#### [EXERCISE AIM]
Where the line containing "Target: green herb leaf" appears, start copying; continue through the last line below and copy nothing else.

#### [ENTRIES SHOWN]
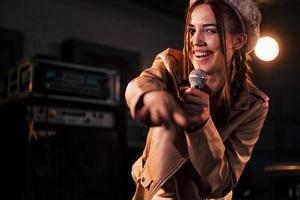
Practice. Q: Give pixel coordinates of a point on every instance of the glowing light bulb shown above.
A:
(266, 49)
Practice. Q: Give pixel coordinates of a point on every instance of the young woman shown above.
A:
(200, 140)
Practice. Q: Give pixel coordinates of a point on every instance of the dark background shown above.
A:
(125, 36)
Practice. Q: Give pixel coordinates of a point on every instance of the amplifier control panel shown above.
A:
(73, 117)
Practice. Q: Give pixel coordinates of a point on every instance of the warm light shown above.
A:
(266, 49)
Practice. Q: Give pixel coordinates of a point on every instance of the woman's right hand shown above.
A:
(160, 108)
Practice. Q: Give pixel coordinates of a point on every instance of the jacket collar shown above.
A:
(243, 101)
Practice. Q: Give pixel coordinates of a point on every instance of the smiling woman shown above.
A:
(200, 140)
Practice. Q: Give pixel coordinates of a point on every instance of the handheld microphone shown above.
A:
(197, 79)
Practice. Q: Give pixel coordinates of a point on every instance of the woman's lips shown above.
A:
(202, 56)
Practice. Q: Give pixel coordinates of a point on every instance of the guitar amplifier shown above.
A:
(63, 81)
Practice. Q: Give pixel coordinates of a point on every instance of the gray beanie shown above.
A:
(250, 18)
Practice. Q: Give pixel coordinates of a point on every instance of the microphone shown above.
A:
(197, 79)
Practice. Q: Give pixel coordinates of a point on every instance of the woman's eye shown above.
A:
(192, 31)
(210, 30)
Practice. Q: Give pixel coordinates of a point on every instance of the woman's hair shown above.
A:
(239, 70)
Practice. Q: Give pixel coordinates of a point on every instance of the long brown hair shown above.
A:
(239, 70)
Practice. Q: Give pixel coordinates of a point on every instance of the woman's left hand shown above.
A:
(196, 106)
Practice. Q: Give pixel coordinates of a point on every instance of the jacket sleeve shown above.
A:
(220, 165)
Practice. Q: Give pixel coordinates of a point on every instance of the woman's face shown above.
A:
(205, 47)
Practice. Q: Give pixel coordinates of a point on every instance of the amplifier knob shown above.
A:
(51, 113)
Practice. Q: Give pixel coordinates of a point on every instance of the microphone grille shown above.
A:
(197, 78)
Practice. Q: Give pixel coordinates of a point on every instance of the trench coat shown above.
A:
(204, 164)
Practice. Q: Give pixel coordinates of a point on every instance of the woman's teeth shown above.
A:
(202, 53)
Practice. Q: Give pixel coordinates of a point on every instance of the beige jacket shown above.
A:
(204, 164)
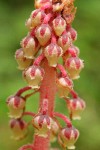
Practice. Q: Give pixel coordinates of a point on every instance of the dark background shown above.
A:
(13, 14)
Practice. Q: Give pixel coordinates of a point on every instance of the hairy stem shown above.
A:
(47, 90)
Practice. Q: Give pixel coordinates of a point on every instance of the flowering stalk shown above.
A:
(50, 38)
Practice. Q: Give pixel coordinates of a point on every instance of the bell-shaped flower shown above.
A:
(53, 52)
(74, 65)
(54, 131)
(67, 137)
(15, 105)
(42, 124)
(34, 75)
(19, 128)
(30, 46)
(37, 17)
(76, 107)
(64, 41)
(64, 85)
(41, 3)
(22, 61)
(43, 34)
(59, 25)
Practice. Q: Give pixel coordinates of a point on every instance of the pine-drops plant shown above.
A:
(50, 62)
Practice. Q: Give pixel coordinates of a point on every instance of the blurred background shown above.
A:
(13, 14)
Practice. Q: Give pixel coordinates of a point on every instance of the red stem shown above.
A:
(47, 90)
(74, 94)
(62, 69)
(63, 117)
(38, 60)
(29, 113)
(26, 147)
(47, 18)
(23, 90)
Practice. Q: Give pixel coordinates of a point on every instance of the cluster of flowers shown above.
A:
(50, 37)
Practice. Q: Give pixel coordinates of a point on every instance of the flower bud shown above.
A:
(54, 131)
(74, 65)
(73, 51)
(43, 124)
(22, 61)
(28, 23)
(15, 105)
(73, 34)
(68, 137)
(64, 41)
(43, 34)
(52, 53)
(59, 25)
(40, 3)
(37, 17)
(19, 128)
(30, 46)
(64, 85)
(56, 7)
(75, 107)
(34, 75)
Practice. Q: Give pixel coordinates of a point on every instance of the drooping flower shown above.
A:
(15, 105)
(74, 65)
(33, 75)
(53, 52)
(68, 137)
(64, 85)
(75, 107)
(19, 128)
(42, 124)
(22, 61)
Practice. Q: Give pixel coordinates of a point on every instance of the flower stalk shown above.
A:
(50, 39)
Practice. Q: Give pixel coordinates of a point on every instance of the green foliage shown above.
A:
(12, 17)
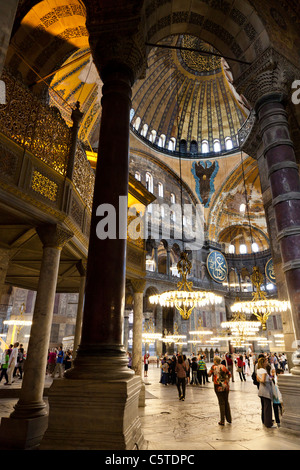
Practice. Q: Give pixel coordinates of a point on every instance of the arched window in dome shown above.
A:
(160, 189)
(172, 144)
(204, 146)
(217, 145)
(152, 136)
(137, 123)
(194, 146)
(228, 143)
(144, 130)
(162, 140)
(149, 182)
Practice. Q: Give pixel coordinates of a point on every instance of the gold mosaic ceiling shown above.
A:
(185, 95)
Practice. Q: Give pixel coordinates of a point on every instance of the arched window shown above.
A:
(228, 143)
(183, 146)
(162, 140)
(144, 130)
(160, 190)
(217, 146)
(194, 146)
(137, 123)
(243, 249)
(152, 136)
(149, 182)
(231, 248)
(204, 146)
(172, 144)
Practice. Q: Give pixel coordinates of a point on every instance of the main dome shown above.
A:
(186, 103)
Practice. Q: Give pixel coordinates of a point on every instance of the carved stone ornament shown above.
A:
(270, 73)
(52, 235)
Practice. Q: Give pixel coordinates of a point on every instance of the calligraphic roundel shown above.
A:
(217, 266)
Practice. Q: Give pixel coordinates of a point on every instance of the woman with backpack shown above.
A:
(221, 376)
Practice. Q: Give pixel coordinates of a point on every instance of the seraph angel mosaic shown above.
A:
(204, 173)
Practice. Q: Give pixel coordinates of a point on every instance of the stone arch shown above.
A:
(244, 38)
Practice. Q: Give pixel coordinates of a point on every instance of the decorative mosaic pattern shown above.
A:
(44, 186)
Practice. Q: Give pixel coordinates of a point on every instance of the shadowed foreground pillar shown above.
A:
(25, 427)
(138, 288)
(95, 405)
(284, 181)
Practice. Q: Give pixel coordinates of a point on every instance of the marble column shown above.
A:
(82, 271)
(76, 117)
(4, 263)
(99, 395)
(159, 328)
(138, 289)
(7, 17)
(126, 329)
(285, 189)
(27, 423)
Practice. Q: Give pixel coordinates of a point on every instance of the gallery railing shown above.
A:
(42, 131)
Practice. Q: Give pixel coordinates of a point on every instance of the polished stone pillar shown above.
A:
(285, 188)
(284, 181)
(138, 288)
(99, 395)
(126, 329)
(7, 17)
(76, 117)
(137, 365)
(159, 328)
(26, 425)
(4, 263)
(82, 271)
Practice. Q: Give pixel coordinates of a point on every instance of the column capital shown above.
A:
(270, 74)
(138, 285)
(52, 235)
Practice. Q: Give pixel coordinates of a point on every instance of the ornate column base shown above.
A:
(22, 434)
(289, 386)
(101, 415)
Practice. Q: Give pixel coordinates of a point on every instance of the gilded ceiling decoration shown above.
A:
(186, 96)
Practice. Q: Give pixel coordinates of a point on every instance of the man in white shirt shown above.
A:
(12, 363)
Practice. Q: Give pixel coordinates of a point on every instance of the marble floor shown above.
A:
(172, 425)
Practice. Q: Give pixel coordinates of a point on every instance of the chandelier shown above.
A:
(260, 306)
(185, 299)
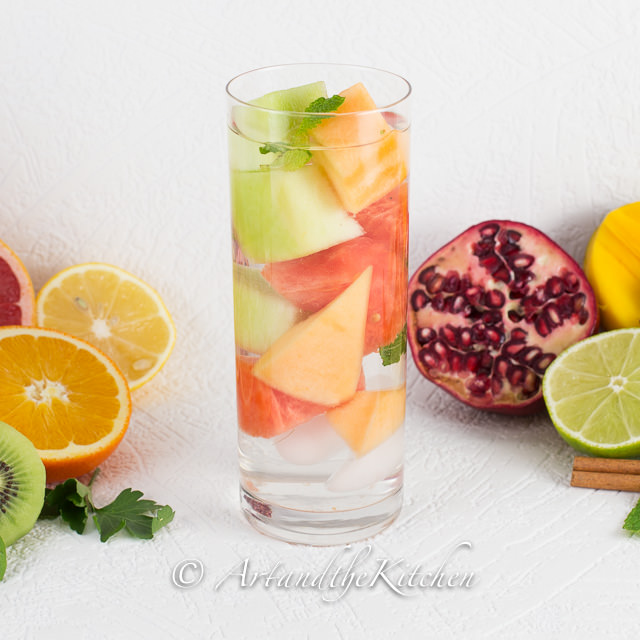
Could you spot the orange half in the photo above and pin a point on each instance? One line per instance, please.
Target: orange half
(63, 394)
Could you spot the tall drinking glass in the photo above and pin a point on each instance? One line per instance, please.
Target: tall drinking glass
(319, 164)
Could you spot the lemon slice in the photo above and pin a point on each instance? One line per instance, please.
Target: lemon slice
(113, 310)
(592, 392)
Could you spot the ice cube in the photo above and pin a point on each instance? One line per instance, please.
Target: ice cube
(359, 473)
(310, 443)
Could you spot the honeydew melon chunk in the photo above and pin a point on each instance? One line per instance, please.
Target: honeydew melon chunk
(260, 314)
(369, 418)
(366, 157)
(255, 127)
(280, 215)
(320, 359)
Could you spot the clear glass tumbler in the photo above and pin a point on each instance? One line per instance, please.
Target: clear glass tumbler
(319, 164)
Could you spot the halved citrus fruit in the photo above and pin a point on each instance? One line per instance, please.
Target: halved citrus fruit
(17, 300)
(113, 310)
(592, 392)
(63, 394)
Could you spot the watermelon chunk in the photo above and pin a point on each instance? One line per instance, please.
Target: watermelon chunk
(366, 157)
(313, 281)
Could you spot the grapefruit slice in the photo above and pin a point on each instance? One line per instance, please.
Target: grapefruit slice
(369, 418)
(365, 158)
(320, 358)
(310, 283)
(17, 299)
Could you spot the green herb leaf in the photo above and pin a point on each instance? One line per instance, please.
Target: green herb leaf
(632, 522)
(291, 156)
(3, 558)
(130, 512)
(392, 353)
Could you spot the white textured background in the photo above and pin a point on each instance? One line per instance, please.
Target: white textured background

#### [RESPONSE]
Target: green herb leaf
(632, 522)
(291, 156)
(3, 558)
(130, 512)
(392, 353)
Could you spot the white textured background in the photo above and pin a point on each instance? One line per instance, please.
Target: white textured background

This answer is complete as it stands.